About this exercise >> Restate all entries exactly.

──────── Information given ────────

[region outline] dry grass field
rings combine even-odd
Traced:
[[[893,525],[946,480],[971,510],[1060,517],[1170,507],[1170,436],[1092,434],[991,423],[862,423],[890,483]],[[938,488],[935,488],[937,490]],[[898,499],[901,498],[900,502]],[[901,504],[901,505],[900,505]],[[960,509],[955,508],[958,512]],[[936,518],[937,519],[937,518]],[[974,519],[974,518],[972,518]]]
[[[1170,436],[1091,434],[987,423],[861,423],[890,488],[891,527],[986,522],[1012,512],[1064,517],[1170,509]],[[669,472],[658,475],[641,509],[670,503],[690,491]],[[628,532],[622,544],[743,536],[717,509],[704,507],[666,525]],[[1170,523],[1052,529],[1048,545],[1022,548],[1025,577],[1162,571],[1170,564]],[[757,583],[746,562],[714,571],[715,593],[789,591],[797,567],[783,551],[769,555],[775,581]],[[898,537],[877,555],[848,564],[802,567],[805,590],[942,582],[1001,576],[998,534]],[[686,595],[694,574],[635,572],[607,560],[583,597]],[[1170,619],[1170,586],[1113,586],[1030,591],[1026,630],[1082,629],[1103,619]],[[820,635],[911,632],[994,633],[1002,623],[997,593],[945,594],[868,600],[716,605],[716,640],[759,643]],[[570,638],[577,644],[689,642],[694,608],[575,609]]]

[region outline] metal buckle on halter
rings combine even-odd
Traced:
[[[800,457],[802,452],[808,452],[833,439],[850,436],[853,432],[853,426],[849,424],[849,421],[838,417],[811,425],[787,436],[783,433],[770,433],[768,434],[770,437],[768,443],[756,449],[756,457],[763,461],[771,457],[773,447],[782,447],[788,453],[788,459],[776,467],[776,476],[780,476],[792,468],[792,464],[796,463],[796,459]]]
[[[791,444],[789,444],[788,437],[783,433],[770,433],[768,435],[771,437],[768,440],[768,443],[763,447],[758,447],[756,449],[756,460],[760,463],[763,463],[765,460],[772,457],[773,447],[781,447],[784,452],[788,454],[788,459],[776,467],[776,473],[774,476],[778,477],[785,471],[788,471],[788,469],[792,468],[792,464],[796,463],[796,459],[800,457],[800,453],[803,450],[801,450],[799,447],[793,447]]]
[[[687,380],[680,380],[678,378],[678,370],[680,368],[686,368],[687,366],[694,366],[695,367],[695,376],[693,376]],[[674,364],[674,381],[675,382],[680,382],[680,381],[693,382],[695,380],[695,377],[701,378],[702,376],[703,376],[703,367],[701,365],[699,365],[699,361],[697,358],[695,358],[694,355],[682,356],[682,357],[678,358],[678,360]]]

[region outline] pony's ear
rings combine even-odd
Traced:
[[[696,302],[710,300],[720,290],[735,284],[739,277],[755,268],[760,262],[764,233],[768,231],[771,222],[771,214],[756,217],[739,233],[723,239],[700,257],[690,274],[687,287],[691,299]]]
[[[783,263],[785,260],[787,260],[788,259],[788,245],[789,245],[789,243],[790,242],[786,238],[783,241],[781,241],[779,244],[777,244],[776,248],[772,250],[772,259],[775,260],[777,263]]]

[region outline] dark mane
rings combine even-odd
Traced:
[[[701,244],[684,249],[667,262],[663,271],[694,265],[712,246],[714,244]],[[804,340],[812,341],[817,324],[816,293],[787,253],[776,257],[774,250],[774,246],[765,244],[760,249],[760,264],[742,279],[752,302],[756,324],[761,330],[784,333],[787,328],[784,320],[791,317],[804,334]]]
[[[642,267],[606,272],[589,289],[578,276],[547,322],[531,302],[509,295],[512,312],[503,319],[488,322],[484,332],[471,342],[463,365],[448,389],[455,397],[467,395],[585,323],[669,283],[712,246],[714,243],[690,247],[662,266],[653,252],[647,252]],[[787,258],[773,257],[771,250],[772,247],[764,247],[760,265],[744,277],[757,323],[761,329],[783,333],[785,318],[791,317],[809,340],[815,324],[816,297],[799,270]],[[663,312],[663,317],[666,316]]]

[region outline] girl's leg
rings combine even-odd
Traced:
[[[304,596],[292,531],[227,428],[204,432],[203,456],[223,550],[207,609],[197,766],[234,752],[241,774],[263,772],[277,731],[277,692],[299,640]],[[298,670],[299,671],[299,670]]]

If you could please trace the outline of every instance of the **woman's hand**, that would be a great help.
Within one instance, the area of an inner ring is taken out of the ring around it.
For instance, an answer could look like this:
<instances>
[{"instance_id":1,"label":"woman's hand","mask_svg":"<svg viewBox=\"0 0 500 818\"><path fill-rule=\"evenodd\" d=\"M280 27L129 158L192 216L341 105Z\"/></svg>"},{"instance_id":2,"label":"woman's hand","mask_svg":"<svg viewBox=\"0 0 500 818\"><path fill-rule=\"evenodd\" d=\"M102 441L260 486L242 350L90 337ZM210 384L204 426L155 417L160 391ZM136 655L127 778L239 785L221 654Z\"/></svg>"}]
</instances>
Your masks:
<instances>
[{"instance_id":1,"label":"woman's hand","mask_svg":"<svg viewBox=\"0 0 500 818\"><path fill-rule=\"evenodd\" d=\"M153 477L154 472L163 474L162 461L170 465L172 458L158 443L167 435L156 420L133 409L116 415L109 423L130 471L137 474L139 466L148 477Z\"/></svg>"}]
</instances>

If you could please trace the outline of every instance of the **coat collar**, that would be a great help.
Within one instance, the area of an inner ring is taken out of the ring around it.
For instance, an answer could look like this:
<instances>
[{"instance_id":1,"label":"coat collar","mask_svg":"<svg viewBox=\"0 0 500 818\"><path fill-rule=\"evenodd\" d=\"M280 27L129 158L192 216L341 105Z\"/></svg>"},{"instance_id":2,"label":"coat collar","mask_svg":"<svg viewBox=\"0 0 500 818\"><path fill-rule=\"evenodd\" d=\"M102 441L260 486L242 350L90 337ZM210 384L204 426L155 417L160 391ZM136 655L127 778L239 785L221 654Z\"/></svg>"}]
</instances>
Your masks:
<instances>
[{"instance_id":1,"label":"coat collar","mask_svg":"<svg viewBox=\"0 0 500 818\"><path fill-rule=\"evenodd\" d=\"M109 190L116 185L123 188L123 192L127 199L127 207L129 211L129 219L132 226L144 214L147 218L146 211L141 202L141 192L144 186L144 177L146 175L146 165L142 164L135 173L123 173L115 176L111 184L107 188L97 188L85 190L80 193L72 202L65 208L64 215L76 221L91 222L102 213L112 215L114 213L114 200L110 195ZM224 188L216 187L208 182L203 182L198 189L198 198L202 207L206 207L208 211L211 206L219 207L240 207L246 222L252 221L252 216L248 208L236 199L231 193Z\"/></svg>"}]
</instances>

────────

Answer section >>
[region outline] dry grass field
rings combine even-odd
Traced:
[[[893,525],[946,480],[971,510],[1060,517],[1170,507],[1170,436],[1092,434],[991,423],[862,423],[890,483]],[[938,488],[935,488],[937,490]],[[898,499],[901,498],[900,502]],[[901,504],[901,505],[900,505]],[[960,509],[955,508],[958,512]],[[936,518],[937,519],[937,518]],[[974,519],[974,518],[972,518]]]
[[[1170,436],[1091,434],[987,423],[861,423],[890,488],[891,527],[986,522],[1012,512],[1064,517],[1170,509]],[[669,472],[658,475],[641,509],[670,503],[690,491]],[[628,532],[622,544],[743,536],[717,509],[704,507],[666,525]],[[1170,523],[1052,529],[1048,545],[1022,548],[1025,577],[1162,571],[1170,564]],[[757,583],[746,562],[714,571],[715,593],[789,591],[797,567],[783,551],[769,555],[775,581]],[[898,537],[877,555],[848,564],[802,567],[805,590],[942,582],[1001,576],[998,534]],[[686,595],[694,574],[635,572],[607,560],[583,597]],[[1170,619],[1170,586],[1113,586],[1030,591],[1026,630],[1082,629],[1103,619]],[[820,635],[911,632],[994,633],[1002,623],[997,593],[945,594],[868,600],[716,605],[716,640],[759,643]],[[570,638],[577,644],[689,642],[694,608],[575,609]]]

[region outline] metal buckle on halter
rings combine even-odd
Traced:
[[[800,457],[802,452],[808,452],[833,439],[850,436],[853,432],[853,426],[849,424],[849,421],[838,417],[811,425],[787,436],[783,433],[770,433],[768,434],[770,437],[768,443],[756,449],[756,457],[763,461],[771,457],[773,447],[782,447],[788,453],[788,459],[776,467],[776,476],[780,476],[792,468],[792,464],[796,463],[796,459]]]
[[[791,444],[789,444],[788,437],[783,433],[770,433],[768,435],[771,437],[768,440],[768,443],[763,447],[758,447],[756,449],[756,460],[760,463],[763,463],[765,460],[772,457],[773,447],[781,447],[784,452],[788,454],[788,459],[776,467],[776,473],[774,476],[778,477],[785,471],[788,471],[788,469],[792,468],[792,464],[796,463],[796,459],[800,457],[800,453],[803,450],[801,450],[799,447],[793,447]]]
[[[687,380],[680,380],[678,378],[678,370],[680,368],[686,368],[687,366],[694,366],[695,367],[695,376],[693,376]],[[674,364],[674,381],[675,382],[680,382],[680,381],[693,382],[695,380],[695,377],[701,378],[702,376],[703,376],[703,367],[701,365],[699,365],[699,361],[697,358],[695,358],[694,355],[682,356],[682,357],[678,358],[678,360]]]

[region outline] pony's ear
rings combine even-odd
Traced:
[[[696,302],[710,300],[720,290],[735,284],[739,277],[755,268],[760,262],[764,233],[768,231],[771,222],[771,214],[756,217],[739,233],[723,239],[700,257],[690,274],[687,287],[691,299]]]
[[[783,263],[785,260],[787,260],[788,259],[788,245],[789,245],[789,243],[790,242],[786,238],[783,241],[781,241],[779,244],[777,244],[776,248],[772,250],[772,259],[775,260],[777,263]]]

[region outline] dark mane
rings combine even-odd
Traced:
[[[701,244],[684,249],[667,262],[663,271],[694,265],[712,246],[714,244]],[[804,340],[812,341],[817,324],[816,293],[787,253],[776,257],[774,250],[774,246],[765,244],[760,249],[760,264],[742,279],[752,302],[756,324],[761,330],[784,333],[787,328],[784,320],[791,317],[804,334]]]
[[[642,267],[606,272],[589,289],[578,276],[547,322],[531,302],[509,295],[512,312],[503,319],[488,322],[484,332],[471,342],[463,365],[448,389],[455,397],[467,395],[585,323],[669,283],[712,246],[714,243],[690,247],[662,266],[653,252],[647,252]],[[787,258],[773,257],[771,250],[772,247],[764,247],[760,265],[744,277],[757,323],[761,329],[783,333],[785,318],[791,317],[809,340],[815,324],[816,297],[799,270]],[[663,312],[663,317],[666,316]]]

[region outline] girl's leg
rings combine even-odd
Traced:
[[[304,596],[292,531],[227,428],[204,432],[203,456],[223,550],[207,609],[197,766],[234,752],[241,774],[263,772],[277,731],[277,692],[299,640]],[[298,670],[299,671],[299,670]]]

If you could please trace the outline of every instance of the **woman's hand**, that would be a great help.
Within one instance, the area of an inner ring is taken out of the ring around it.
For instance, an answer could look like this:
<instances>
[{"instance_id":1,"label":"woman's hand","mask_svg":"<svg viewBox=\"0 0 500 818\"><path fill-rule=\"evenodd\" d=\"M280 27L129 158L192 216L341 105Z\"/></svg>"},{"instance_id":2,"label":"woman's hand","mask_svg":"<svg viewBox=\"0 0 500 818\"><path fill-rule=\"evenodd\" d=\"M102 441L260 486L242 350L90 337ZM210 384L204 426L155 417L160 391ZM136 655L127 778L239 785L221 654Z\"/></svg>"}]
</instances>
Your masks:
<instances>
[{"instance_id":1,"label":"woman's hand","mask_svg":"<svg viewBox=\"0 0 500 818\"><path fill-rule=\"evenodd\" d=\"M153 477L154 472L163 474L162 461L170 465L172 458L158 443L167 435L156 420L133 409L116 415L109 423L130 471L137 474L139 466L148 477Z\"/></svg>"}]
</instances>

If you could please trace the outline of every instance of the **coat collar**, that would be a great help.
Within one instance, the area of an inner ring is taken out of the ring around it.
For instance, an answer could look like this:
<instances>
[{"instance_id":1,"label":"coat collar","mask_svg":"<svg viewBox=\"0 0 500 818\"><path fill-rule=\"evenodd\" d=\"M280 27L129 158L192 216L341 105Z\"/></svg>"},{"instance_id":2,"label":"coat collar","mask_svg":"<svg viewBox=\"0 0 500 818\"><path fill-rule=\"evenodd\" d=\"M102 441L260 486L242 350L90 337ZM210 384L204 426L155 417L160 391ZM136 655L127 778L239 785L221 654Z\"/></svg>"}]
</instances>
Your masks:
<instances>
[{"instance_id":1,"label":"coat collar","mask_svg":"<svg viewBox=\"0 0 500 818\"><path fill-rule=\"evenodd\" d=\"M109 190L116 185L123 188L123 192L127 199L127 207L129 211L129 219L132 226L144 214L147 218L146 211L141 202L141 192L144 186L144 177L146 175L146 165L142 164L135 173L123 173L115 176L111 184L107 188L97 188L85 190L80 193L72 202L65 208L64 215L76 221L91 222L102 213L112 215L114 213L114 200L110 195ZM224 188L216 187L208 182L203 182L198 189L198 198L202 207L206 207L208 211L211 206L219 207L240 207L246 222L252 221L252 216L248 208L236 199L231 193Z\"/></svg>"}]
</instances>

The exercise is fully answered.